=== Page extract ===
As the years have passed since I started this site back in 2003, I’ve seen lots of interesting things come and go. I wrote about quite a few things that were interesting at the time but which, for one reason or another, just aren’t that interesting anymore. But as I was reviewing some old articles, I found something surprising: an interesting thing I’d written off long ago that somehow managed to come back to life: Switzerland’s Jungfrau Park, originally known as Mystery Park. (Jungfrau is the German word for “virgin,” and the meaning of that name in this context is…a mystery to me.)
Back in 2001, a Swiss friend of mine told me excitedly about a new theme park that was under construction near the city of Interlaken. He sent me a magazine article about it, and even went so far as to buy me a 10-Franc stock certificate for the park, giving me some trivial sliver of ownership in this hot new property. For years afterward, Mystery Park was on my list of things to write about, but for one reason or another it never managed to percolate up to the top of the list until December 2006. Which is a pity: the park closed—permanently, it appeared—on November 19, 2006, due to a shortage of visitors (and, therefore, money). At least I no longer had to wonder how much that stock was worth! So I wrote about it, but the story would turn out to have another chapter.

=== Stated goal ===
Write out the section of the Jungfrau Park article that begins with the words "Back in 2001, a" and stops after "have another chapter.".

=== Entries ===
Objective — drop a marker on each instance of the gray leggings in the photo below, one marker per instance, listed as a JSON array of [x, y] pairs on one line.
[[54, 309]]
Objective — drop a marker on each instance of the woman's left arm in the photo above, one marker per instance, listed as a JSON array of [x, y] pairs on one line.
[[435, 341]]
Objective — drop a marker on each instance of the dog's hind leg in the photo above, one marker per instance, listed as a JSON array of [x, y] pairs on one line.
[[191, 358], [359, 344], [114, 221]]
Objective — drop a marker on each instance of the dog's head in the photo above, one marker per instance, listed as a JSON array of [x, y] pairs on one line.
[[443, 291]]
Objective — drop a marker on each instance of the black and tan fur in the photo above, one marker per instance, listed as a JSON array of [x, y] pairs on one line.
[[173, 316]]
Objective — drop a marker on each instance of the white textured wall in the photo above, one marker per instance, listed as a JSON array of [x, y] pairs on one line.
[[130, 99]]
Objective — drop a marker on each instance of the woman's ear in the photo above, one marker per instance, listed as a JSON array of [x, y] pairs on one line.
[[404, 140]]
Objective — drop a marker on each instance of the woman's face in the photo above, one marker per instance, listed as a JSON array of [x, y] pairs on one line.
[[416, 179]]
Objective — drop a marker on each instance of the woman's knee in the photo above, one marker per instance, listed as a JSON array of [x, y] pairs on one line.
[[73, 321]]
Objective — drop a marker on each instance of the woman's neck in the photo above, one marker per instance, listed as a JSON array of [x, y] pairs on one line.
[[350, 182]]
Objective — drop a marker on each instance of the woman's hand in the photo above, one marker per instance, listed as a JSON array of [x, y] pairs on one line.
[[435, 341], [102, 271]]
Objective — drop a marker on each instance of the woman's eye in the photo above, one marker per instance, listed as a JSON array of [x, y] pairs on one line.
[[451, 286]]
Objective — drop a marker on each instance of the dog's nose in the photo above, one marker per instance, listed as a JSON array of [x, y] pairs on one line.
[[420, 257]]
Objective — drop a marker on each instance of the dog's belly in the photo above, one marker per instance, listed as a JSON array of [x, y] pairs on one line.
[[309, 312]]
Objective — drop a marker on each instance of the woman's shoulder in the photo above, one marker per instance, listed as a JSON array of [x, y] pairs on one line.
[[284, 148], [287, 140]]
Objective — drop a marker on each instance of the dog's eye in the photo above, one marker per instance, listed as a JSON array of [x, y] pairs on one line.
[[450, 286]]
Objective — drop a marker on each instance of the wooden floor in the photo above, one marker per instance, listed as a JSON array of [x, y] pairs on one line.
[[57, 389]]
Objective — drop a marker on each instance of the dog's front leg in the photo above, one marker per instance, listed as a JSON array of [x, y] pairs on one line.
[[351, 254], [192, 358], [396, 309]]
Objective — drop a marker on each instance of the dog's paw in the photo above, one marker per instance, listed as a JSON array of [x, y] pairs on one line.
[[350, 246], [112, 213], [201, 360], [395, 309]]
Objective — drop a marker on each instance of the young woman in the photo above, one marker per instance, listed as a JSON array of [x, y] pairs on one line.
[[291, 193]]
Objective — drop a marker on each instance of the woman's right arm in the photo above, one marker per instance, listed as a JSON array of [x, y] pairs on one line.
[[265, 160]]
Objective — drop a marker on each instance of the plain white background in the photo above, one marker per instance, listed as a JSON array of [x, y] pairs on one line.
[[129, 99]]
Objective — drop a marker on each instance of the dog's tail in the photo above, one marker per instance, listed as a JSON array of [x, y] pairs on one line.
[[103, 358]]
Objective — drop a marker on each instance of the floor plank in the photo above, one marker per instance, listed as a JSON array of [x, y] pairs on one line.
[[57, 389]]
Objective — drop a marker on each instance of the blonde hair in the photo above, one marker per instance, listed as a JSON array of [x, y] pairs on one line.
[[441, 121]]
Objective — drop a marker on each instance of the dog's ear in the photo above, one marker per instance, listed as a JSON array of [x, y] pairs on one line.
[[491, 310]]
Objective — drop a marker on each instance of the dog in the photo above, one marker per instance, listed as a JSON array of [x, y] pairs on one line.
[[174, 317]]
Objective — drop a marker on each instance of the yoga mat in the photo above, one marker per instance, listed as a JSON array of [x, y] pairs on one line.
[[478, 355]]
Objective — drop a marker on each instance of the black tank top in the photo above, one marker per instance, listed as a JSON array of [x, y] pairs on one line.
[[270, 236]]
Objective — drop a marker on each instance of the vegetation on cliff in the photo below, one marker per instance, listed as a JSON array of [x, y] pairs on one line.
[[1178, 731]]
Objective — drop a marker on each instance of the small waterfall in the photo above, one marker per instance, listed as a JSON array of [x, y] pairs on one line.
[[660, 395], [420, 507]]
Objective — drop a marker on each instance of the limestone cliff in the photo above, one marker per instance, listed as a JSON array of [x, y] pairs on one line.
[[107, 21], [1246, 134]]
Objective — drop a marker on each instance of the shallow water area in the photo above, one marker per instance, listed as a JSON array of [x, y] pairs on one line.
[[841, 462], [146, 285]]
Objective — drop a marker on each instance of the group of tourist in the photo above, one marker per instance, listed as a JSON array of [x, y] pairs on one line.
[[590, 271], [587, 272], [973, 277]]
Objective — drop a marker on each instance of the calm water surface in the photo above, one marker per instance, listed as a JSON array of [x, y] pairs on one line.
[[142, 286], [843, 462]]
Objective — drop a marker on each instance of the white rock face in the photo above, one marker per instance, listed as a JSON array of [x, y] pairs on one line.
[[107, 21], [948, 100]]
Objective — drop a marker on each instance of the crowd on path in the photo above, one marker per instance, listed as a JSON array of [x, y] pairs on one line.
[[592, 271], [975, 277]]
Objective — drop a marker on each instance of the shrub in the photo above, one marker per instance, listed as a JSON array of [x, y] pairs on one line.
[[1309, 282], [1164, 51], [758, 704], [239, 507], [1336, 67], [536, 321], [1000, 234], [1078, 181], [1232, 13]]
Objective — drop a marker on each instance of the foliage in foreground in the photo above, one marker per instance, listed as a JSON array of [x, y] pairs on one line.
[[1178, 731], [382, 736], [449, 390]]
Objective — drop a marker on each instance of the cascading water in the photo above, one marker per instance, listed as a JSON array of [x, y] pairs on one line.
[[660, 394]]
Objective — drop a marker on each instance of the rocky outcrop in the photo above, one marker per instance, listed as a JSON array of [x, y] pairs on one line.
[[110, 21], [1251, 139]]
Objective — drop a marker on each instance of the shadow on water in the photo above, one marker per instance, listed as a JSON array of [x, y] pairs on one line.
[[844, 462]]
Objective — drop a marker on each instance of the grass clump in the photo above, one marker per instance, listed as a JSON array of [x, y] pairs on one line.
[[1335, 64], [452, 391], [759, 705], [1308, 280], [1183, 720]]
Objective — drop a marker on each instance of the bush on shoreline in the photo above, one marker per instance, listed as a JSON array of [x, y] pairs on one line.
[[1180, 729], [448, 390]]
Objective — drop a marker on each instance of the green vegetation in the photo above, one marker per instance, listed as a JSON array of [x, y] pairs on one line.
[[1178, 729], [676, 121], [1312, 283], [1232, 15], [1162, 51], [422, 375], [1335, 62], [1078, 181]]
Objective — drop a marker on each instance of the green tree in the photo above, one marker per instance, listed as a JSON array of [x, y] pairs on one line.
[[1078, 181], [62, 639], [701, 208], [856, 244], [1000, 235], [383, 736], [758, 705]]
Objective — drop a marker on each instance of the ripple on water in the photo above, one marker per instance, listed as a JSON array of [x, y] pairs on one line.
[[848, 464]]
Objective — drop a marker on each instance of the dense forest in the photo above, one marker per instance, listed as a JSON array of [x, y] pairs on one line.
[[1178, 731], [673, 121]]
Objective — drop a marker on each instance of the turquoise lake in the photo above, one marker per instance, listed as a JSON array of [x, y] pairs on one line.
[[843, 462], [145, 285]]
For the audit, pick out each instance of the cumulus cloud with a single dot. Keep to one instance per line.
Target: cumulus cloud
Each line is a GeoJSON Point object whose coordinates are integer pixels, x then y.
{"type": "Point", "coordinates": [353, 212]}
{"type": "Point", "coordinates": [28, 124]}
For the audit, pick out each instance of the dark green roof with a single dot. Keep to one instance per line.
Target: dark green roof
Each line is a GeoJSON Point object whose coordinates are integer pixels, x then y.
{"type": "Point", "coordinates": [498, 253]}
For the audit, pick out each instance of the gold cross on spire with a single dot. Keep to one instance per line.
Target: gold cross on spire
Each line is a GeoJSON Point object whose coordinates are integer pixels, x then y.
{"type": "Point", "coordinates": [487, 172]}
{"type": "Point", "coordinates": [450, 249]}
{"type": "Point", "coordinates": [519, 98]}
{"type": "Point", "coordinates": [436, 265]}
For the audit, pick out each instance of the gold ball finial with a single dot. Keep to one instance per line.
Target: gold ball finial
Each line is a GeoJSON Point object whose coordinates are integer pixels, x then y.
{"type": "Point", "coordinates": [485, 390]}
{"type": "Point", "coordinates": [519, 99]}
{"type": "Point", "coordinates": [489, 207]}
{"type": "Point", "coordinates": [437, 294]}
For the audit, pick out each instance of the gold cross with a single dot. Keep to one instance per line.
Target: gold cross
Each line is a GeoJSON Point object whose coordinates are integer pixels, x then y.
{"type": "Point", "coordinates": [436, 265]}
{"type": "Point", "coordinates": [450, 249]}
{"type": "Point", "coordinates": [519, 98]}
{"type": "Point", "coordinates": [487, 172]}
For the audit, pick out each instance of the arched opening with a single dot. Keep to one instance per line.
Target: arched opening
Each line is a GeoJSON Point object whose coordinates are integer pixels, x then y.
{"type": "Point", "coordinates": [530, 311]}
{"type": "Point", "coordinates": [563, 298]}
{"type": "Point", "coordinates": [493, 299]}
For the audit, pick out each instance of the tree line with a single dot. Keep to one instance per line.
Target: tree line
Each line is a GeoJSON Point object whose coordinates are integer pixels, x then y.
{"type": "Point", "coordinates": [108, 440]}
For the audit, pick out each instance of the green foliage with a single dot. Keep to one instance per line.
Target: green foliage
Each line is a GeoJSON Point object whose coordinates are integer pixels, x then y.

=== Solution to this problem ===
Back in 2001, a Swiss friend of mine told me excitedly about a new theme park that was under construction near the city of Interlaken. He sent me a magazine article about it, and even went so far as to buy me a 10-Franc stock certificate for the park, giving me some trivial sliver of ownership in this hot new property. For years afterward, Mystery Park was on my list of things to write about, but for one reason or another it never managed to percolate up to the top of the list until December 2006. Which is a pity: the park closed—permanently, it appeared—on November 19, 2006, due to a shortage of visitors (and, therefore, money). At least I no longer had to wonder how much that stock was worth! So I wrote about it, but the story would turn out to have another chapter.